━━━ Input records

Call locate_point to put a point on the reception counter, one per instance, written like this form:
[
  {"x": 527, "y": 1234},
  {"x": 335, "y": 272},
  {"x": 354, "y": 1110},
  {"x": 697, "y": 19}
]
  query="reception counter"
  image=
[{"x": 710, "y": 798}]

━━━━━━
━━━ Input records

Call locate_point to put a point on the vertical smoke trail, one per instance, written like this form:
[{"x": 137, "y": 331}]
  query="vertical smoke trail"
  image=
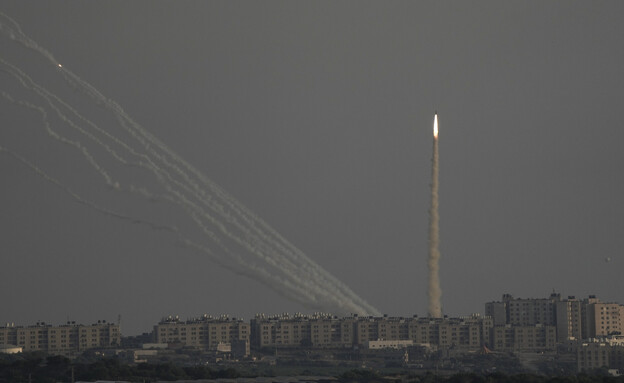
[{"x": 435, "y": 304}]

━━━━━━
━━━ Input records

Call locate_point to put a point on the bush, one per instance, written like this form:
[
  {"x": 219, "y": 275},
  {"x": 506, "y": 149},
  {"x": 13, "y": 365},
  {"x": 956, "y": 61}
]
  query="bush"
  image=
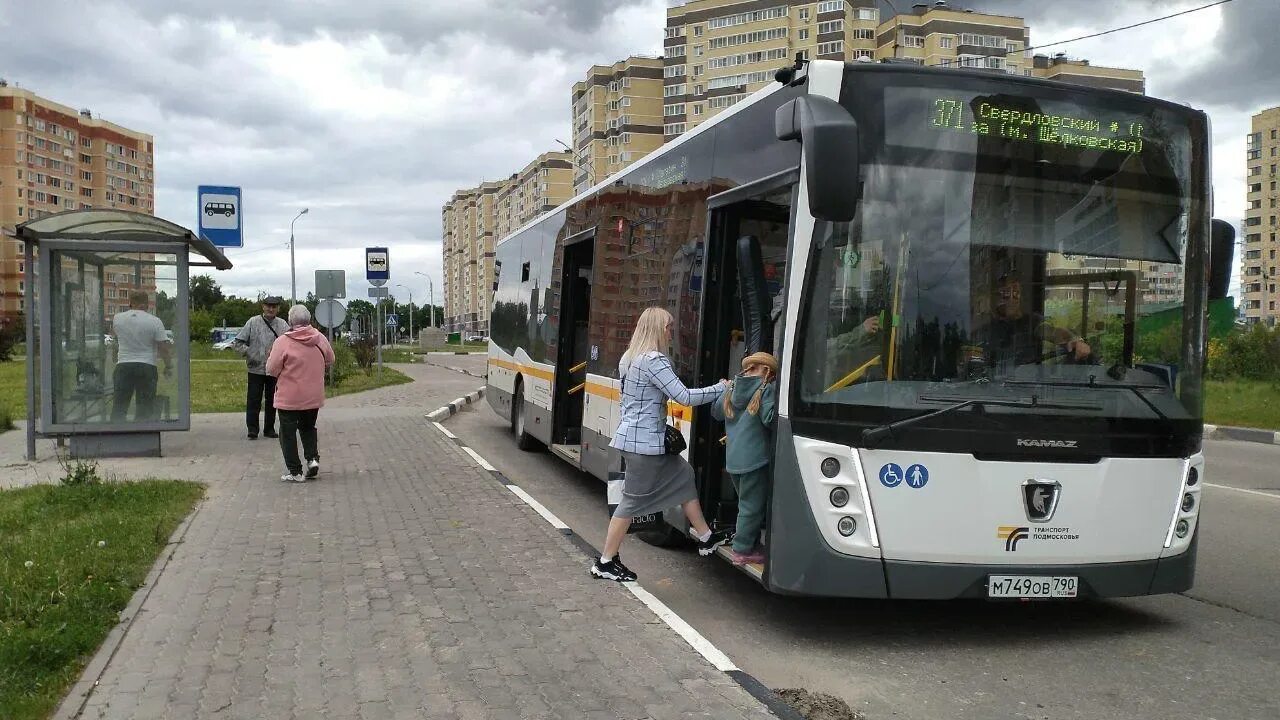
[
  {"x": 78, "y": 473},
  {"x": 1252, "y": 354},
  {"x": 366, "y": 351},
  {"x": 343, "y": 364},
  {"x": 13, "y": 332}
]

━━━━━━

* **What the task requires**
Each line that holds the string "this" is to be copied from the entries above.

* **The completed task**
Call locate_point to put a point on the reception counter, one per instance, written like this form:
Call locate_point to put a point on the vertical smoke trail, one per instance, written like this form:
Call locate_point to put a point on the bush, one per instance, written like this form:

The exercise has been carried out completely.